Source document |
^^^^
The costs I used are the total buys in the section II, so open + close
buys for puts and calls. I will also run this with the deltas, (open + close buys) - (open + close sells) and post it eventually per trader type etc.
The volatility should die when the ratio of the delta to the total cost is very small and increase generally in the direction of the weaker hedging when reduced. So far this direction has been always up due to the nature of the bull market since 2003...
For the OTM or ITM option purchases, my interpretation is if you see the premiums declining significantly while the cost is rising or about the same, you can kind of say that most of the orders are OTM or vice versa.
For example, they bought some good amounts of puts on 20070112 (spike in the prices), but the (average) premiums were declining. It looks like hedging than directional plays. In fact, it seems like you can almost always fade the directional plays in the equity put and call purchases.
^^^^
Dataset entries |
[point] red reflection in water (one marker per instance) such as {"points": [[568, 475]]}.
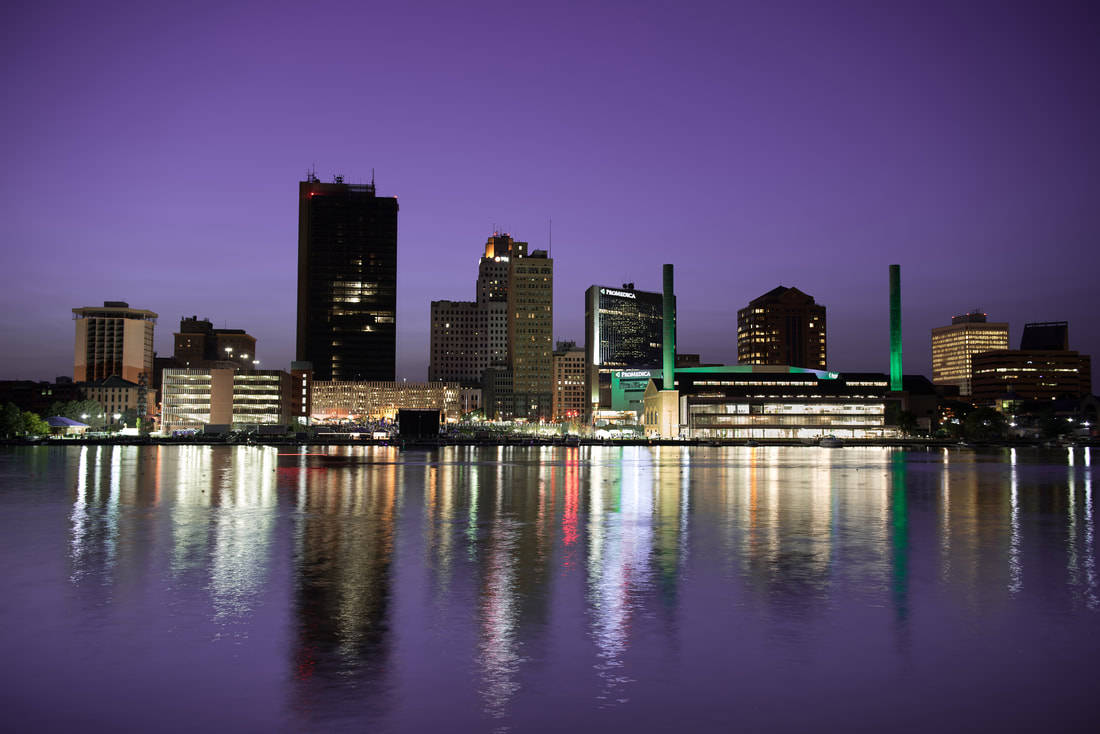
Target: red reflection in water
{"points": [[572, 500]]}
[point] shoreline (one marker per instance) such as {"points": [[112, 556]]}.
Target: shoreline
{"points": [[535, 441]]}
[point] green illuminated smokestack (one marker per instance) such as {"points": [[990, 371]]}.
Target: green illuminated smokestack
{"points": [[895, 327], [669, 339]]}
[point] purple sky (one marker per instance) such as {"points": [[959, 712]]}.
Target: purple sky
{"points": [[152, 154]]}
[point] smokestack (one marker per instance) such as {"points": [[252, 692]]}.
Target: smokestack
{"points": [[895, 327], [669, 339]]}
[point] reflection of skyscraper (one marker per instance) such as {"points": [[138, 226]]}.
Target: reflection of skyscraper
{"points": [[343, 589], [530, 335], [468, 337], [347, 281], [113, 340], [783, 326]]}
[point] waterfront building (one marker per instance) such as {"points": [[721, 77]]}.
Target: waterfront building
^^^^
What is being asked | In the text on option buying and volatility, which costs were used?

Response | The total buys in section II, meaning open plus close buys for puts and calls.